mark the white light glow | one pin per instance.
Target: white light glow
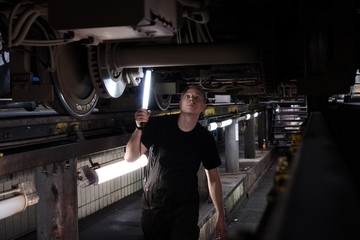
(146, 93)
(118, 169)
(225, 123)
(212, 126)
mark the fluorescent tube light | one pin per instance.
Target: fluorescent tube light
(118, 169)
(146, 93)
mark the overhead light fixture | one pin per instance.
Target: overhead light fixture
(225, 123)
(146, 93)
(88, 176)
(212, 126)
(24, 195)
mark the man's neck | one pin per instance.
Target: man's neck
(187, 122)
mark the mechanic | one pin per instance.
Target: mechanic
(177, 145)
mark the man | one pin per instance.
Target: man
(177, 145)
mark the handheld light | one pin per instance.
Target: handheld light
(146, 93)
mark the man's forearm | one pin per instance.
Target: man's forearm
(133, 146)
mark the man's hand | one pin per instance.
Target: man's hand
(142, 116)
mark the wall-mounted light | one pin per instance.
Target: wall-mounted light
(88, 176)
(24, 195)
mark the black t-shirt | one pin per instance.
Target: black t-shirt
(175, 157)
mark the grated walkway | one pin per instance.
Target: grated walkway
(248, 217)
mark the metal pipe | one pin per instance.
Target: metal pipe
(11, 206)
(185, 55)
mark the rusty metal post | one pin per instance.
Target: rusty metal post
(56, 213)
(250, 139)
(261, 128)
(232, 147)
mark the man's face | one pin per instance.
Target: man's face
(192, 102)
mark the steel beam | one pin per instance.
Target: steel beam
(186, 55)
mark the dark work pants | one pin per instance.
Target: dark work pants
(179, 222)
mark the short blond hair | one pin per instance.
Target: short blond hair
(195, 87)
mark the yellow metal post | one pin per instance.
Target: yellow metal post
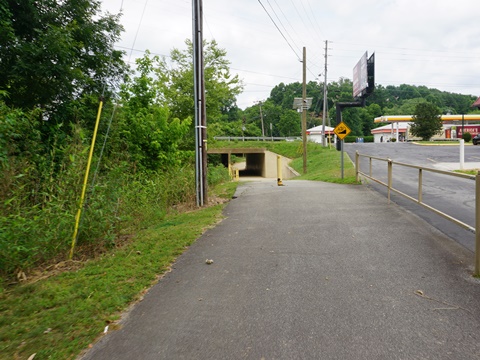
:::
**GOAL OF THE EXERCISE:**
When a line in the listing above holds "yellow", include it in the tally; report only the tally.

**TASK ANSWER:**
2